• **Your instructions**
Substitute "Annotator note" for every occurrence of "Reviewer note" in the material that follows, and reproduce it with nothing else altered.

• **Extracted information**
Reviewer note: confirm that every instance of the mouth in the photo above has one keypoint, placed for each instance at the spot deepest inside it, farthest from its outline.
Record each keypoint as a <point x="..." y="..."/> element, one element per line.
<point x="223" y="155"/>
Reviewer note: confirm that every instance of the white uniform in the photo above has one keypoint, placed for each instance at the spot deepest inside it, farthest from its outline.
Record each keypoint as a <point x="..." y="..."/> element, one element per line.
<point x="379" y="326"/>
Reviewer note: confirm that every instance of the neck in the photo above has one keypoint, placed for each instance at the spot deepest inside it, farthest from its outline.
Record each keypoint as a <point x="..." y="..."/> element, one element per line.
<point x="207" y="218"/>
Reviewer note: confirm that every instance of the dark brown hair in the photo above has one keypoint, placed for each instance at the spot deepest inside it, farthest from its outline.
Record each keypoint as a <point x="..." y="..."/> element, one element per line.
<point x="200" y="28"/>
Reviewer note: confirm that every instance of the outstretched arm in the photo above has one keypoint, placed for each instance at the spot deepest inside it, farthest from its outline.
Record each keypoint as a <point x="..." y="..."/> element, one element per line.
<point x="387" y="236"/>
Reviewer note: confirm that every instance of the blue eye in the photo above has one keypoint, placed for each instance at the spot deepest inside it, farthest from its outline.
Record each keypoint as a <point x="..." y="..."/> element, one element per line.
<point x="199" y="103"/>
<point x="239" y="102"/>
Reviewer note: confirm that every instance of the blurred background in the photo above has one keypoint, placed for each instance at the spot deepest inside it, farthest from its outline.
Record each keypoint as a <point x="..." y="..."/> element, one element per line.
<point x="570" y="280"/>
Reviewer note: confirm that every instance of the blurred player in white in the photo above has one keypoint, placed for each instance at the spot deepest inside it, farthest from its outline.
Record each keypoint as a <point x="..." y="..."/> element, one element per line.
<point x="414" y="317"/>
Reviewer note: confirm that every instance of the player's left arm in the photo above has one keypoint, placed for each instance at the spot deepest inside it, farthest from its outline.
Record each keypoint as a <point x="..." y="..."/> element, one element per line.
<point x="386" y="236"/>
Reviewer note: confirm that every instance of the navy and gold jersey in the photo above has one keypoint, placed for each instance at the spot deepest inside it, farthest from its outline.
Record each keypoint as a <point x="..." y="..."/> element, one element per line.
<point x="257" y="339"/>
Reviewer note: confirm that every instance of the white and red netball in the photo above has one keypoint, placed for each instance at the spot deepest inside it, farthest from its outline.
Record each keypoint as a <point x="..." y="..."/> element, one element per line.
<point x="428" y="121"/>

• **Result of this task**
Annotator note: confirm that every instance of the mouth in the photo above has one keypoint, placed for each instance at the spot deepest inside it, farthest from its outline.
Record each keypoint as a <point x="..." y="..."/> element, one element per line.
<point x="223" y="155"/>
Annotator note: confirm that every instance of the white uniform in the photo above has one keypoint, placed for each instance at the spot deepest inside it, farthest from its outline.
Record each keypoint as a <point x="..." y="..."/> element, one element per line.
<point x="379" y="326"/>
Annotator note: confirm that every instance of the neck in the photo above has one keypoint, placed for each instance at the spot deepest inside it, farthest from its outline.
Record each keypoint as a <point x="..." y="..."/> element, one element per line.
<point x="207" y="218"/>
Annotator note: confirm that every instance of the dark brown hair in the photo above has one keypoint, placed for each instance at the spot deepest inside it, farthest from its outline.
Record each keypoint as a <point x="..." y="..."/> element, one element per line.
<point x="200" y="28"/>
Annotator note: confirm that every instance of the outstretched arm in the photo above has one keypoint, placed for each instance at the spot deepest inside it, farthest from its outline.
Record each keypoint as a <point x="..." y="..."/> element, one element per line.
<point x="387" y="236"/>
Annotator note: confirm that every instance of the blue eye in the photo above has one keypoint, placed for each instance at the spot deepest inside it, farthest from its outline.
Record each keypoint as a <point x="..." y="..."/> element, one element per line.
<point x="199" y="103"/>
<point x="239" y="102"/>
Annotator note: confirm that every instance of the blurred background in the photo above has one keypoint, placed for each instance at the spot deepest inside it, farthest from its outline.
Record each keypoint as a <point x="..." y="..."/> element, one element per line.
<point x="570" y="280"/>
Annotator note: confirm that every instance of the blurred player in white in the photo above has one keypoint, placed for each instance at the spot deepest inside it, farthest from its outline.
Record each keypoint as a <point x="..." y="..."/> element, one element per line.
<point x="414" y="317"/>
Annotator note: confirm that every instance of the player's left arm in the photo above has one keypoint, placed for each instance at the spot deepest inside it, farthest from its outline.
Record each keypoint as a <point x="..." y="..."/> element, one element per line.
<point x="386" y="236"/>
Annotator note: confirm that every instance of the navy and gold jersey in the photo above has one keypoint, placed for each instance at the spot deepest inside it, farthest from its outline.
Record each keypoint as a <point x="..." y="..."/> element, one element per line.
<point x="257" y="339"/>
Annotator note: confirm that every instance of the white and red netball in the photo above has one keypoint, placed for each instance at the spot deepest inside it, farthest from its outline.
Record each keypoint as a <point x="..." y="..."/> element, one element per line.
<point x="428" y="121"/>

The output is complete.